- Given records -

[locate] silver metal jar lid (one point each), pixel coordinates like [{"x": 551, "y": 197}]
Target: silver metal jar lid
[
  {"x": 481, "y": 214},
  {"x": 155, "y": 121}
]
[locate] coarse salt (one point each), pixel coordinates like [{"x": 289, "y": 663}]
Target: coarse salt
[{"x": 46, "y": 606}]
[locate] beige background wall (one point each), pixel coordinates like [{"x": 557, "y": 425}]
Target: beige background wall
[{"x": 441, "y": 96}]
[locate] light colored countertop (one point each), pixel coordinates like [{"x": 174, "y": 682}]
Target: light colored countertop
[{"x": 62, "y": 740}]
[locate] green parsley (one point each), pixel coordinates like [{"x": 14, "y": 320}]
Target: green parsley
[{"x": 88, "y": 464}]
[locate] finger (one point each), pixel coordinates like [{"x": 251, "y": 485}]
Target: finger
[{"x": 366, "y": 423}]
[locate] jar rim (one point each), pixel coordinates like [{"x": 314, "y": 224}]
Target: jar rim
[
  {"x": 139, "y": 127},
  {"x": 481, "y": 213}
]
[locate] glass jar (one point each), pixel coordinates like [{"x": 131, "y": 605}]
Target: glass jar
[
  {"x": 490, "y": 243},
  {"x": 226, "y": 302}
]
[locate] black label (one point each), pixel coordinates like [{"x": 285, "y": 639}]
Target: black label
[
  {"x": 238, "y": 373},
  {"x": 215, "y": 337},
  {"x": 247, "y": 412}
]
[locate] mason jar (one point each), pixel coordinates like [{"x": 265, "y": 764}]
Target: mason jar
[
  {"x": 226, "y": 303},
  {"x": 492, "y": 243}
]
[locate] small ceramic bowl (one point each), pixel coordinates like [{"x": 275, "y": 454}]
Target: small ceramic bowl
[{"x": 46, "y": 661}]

- Problem details -
Copy the listing above line for line, keeping every character, space, and bracket unchanged.

- Problem solution -
[locate] silver metal jar lid (one point each), pixel coordinates like [{"x": 551, "y": 197}]
Target: silver metal jar lid
[
  {"x": 481, "y": 214},
  {"x": 155, "y": 121}
]
[locate] coarse salt (one point each), pixel coordinates like [{"x": 289, "y": 663}]
Target: coarse salt
[{"x": 46, "y": 606}]
[locate] beige background wall (one point each), pixel coordinates like [{"x": 557, "y": 425}]
Target: beige background wall
[{"x": 441, "y": 96}]
[locate] light colored countertop (one point each), pixel coordinates like [{"x": 174, "y": 682}]
Target: light colored countertop
[{"x": 62, "y": 740}]
[locate] green parsley (one point each), pixel coordinates like [{"x": 14, "y": 320}]
Target: green parsley
[{"x": 88, "y": 464}]
[locate] finger (one point each), pixel coordinates like [{"x": 251, "y": 485}]
Target: finger
[{"x": 366, "y": 423}]
[locate] jar rim (one point each), pixel coordinates like [{"x": 314, "y": 224}]
Target: jar rim
[
  {"x": 139, "y": 127},
  {"x": 481, "y": 213}
]
[locate] glass jar (one point each), pixel coordinates like [{"x": 131, "y": 605}]
Target: glass jar
[
  {"x": 490, "y": 243},
  {"x": 226, "y": 302}
]
[locate] black label (one point each), pixel coordinates like [{"x": 285, "y": 639}]
Target: black label
[
  {"x": 238, "y": 373},
  {"x": 215, "y": 337},
  {"x": 247, "y": 412}
]
[locate] mason jar (one point each), pixel coordinates like [{"x": 265, "y": 764}]
Target: mason jar
[
  {"x": 226, "y": 303},
  {"x": 492, "y": 243}
]
[locate] small ceramic bowl (one point each), pixel coordinates like [{"x": 275, "y": 454}]
Target: small ceramic bowl
[{"x": 46, "y": 661}]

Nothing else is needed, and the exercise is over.